* begin *
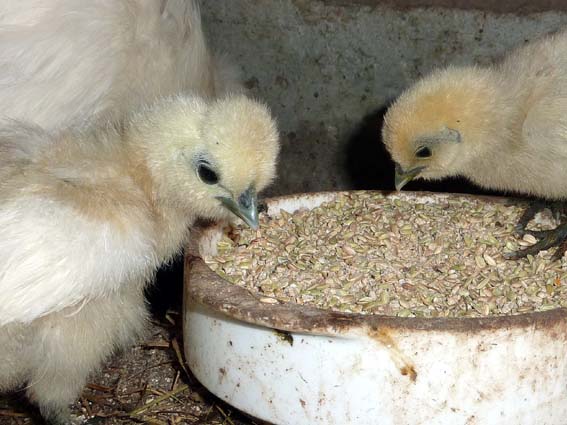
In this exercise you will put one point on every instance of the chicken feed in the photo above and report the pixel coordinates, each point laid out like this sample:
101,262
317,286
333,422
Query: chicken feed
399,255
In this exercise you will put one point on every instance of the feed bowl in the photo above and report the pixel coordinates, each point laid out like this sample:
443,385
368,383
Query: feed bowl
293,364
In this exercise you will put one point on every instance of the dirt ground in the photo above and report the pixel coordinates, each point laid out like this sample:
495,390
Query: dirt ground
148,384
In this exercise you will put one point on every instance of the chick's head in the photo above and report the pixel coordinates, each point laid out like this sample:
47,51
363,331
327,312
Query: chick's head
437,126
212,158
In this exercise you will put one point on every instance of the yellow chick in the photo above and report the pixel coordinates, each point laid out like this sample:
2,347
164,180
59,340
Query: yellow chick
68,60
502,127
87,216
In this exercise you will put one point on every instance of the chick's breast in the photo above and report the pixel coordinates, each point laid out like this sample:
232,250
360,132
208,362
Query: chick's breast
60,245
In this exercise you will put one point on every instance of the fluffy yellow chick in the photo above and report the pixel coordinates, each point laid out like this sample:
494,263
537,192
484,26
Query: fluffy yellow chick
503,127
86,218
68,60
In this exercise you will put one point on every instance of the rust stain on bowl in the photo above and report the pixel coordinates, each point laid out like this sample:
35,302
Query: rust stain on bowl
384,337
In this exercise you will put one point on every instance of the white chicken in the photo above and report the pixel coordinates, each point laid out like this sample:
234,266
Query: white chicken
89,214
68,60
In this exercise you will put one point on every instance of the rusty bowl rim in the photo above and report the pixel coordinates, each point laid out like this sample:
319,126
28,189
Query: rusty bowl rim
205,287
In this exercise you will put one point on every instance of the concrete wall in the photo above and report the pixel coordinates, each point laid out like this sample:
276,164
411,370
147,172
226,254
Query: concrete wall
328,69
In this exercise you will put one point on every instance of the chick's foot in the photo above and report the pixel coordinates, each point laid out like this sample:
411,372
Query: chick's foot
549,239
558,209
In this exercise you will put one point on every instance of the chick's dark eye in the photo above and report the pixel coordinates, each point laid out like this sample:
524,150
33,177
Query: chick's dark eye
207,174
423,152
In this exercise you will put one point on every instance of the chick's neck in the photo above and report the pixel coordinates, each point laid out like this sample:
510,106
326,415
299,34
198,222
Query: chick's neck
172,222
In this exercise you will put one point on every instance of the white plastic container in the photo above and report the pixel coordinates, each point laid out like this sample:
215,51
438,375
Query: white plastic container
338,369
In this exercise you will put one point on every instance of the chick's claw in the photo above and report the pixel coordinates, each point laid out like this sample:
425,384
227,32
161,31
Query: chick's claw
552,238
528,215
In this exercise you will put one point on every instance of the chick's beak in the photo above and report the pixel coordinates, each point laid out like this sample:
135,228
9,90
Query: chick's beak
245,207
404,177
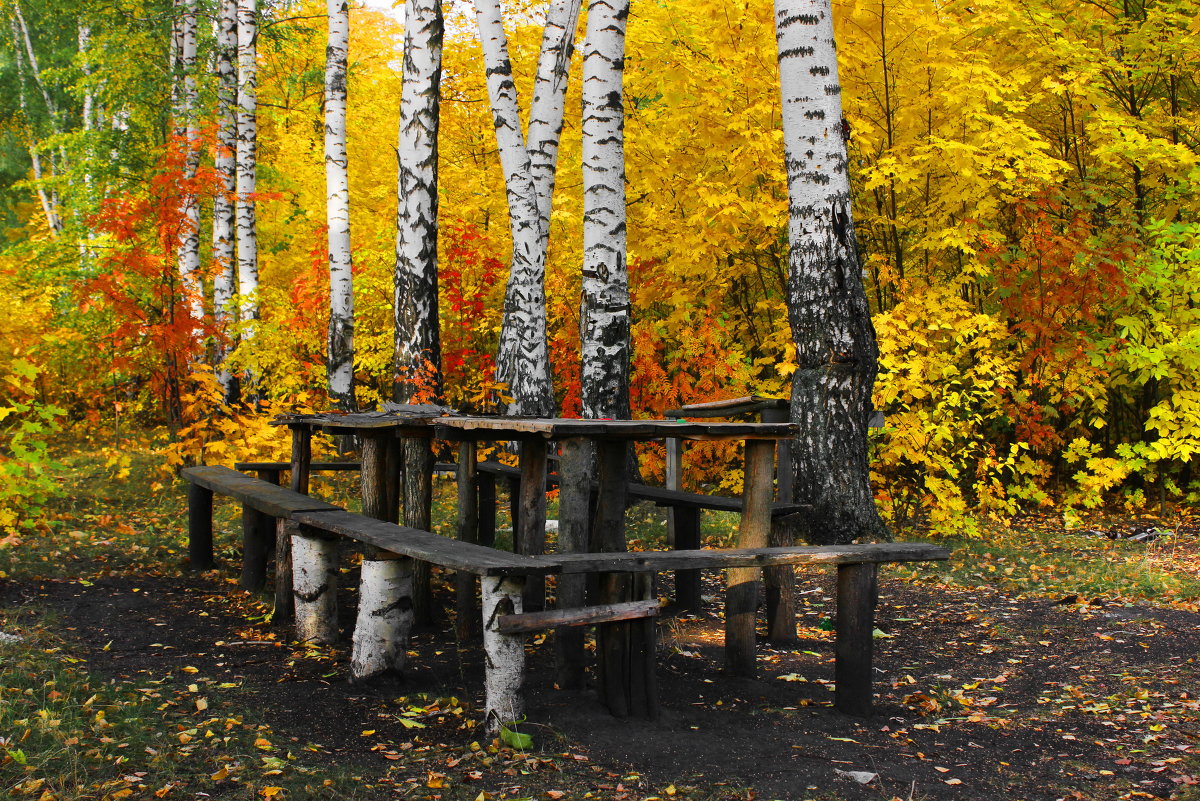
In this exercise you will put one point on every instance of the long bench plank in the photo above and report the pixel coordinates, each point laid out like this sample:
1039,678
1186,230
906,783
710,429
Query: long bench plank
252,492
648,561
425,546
* end *
Given instruction:
Render every line of the entries above as a numbered list, skipping any blank lines and leaving out the pictures.

Answer in full:
1. In this exercise you will put one point on every instance of the chicken feed in the photo above and report the pixel coordinates, each point laid out like this sample:
2. 101,262
3. 317,286
4. 333,422
5. Query: chicken feed
6. 399,255
7. In this exercise you will put one point on every instance of the feed bowl in the photo above and report the pixel coordinates, each point laid out like this sample:
8. 443,385
9. 368,383
10. Query: feed bowl
11. 293,364
12. In this exercise you will put one point on every instance of the dirt ground in the photo above and report the pixel coordinates, each point laid out like this sample:
13. 495,390
14. Query: dirt ground
15. 148,384
16. In this exercise you will put one point on every instance of the chick's head in the photo above and report the pixel coordinates, each point laid out like this sample:
17. 47,51
18. 363,331
19. 327,312
20. Query: chick's head
21. 437,126
22. 212,158
23. In this exercise you will put one point on every instance of the yellow chick in the photo above and report the pixel coordinates, each point laid out like this sample:
24. 2,347
25. 164,180
26. 59,340
27. Query: yellow chick
28. 68,60
29. 502,127
30. 87,216
31. In this exercise you will put one point on every instance of the chick's breast in the photo above and report the pixel coordinates, each point laid out like this sample:
32. 232,250
33. 360,132
34. 208,362
35. Query: chick's breast
36. 60,245
37. In this exercise you will put one point on every instance of the fluffy yellow chick in the photo above and report the pixel coordinates, each point laid out like this sample:
38. 494,263
39. 537,192
40. 484,26
41. Query: fluffy yellow chick
42. 503,127
43. 86,218
44. 68,60
45. In this exercise you will put one point on every instance of the rust stain on bowl in the photo above and report the pixel coordinates, each point laid out like this sample:
46. 35,302
47. Query: rust stain on bowl
48. 384,337
49. In this exercise you will put one point on every instance of the white chicken in the photo above and report the pixel coordinates, each point laid out like this sample:
50. 234,266
51. Query: white chicken
52. 89,214
53. 68,60
54. In this exercise you will put one point on every instance of the rusty bowl rim in the photo above and report the pixel coordinates, each point laid out like this sample:
55. 319,126
56. 28,189
57. Query: rusty bowl rim
58. 205,287
59. In this exercise you will put one point on every instance of the concrete wall in the photo above and report the pixel coordinates, each point laid out like this sample:
60. 276,164
61. 411,370
62. 147,172
63. 226,254
64. Query: concrete wall
65. 328,69
66. In this exercise you will put one point on every instance of the chick's foot in the photo above and report the pixel coordinates, each point laid out like this sample:
67. 411,372
68. Query: chick's foot
69. 549,239
70. 558,209
71. In this exercise you will put one point on every instance of the chick's dark eye in the photo above and report the pixel coordinates, each point laid out like this sample:
72. 524,150
73. 33,177
74. Query: chick's dark eye
75. 207,174
76. 423,152
77. In this exercise you will put one point on every instance of the chick's neck in the photo above and report the pixel coordinates, each point laid out like this sample:
78. 510,106
79. 326,415
80. 299,34
81. 198,222
82. Query: chick's neck
83. 172,222
84. In this exercise you will put one point on every instance of the white plastic container in the photo above and report the pixel coordinates, each point laid out like this sample:
85. 215,51
86. 438,375
87. Query: white plastic container
88. 338,369
89. In this exercise you will put one point on every instance of the chick's claw in the photo above and report the pixel coordinates, each point laid out like this sample:
90. 425,384
91. 227,32
92. 161,31
93. Query: chick's claw
94. 552,238
95. 528,215
96. In this exercise you will put one point on every instance of the chick's beak in the photo above and report the pixel coordinates, each point laid out like this sample:
97. 135,228
98. 9,90
99. Query: chick's beak
100. 245,207
101. 404,177
102. In this exercise you will put one point on every instance of the long bench plank in the photo above and report the pixel coordinates, each point laid out like this sample:
103. 1039,678
104. 1186,230
105. 906,783
106. 710,429
107. Query: long bench plank
108. 252,492
109. 648,561
110. 425,546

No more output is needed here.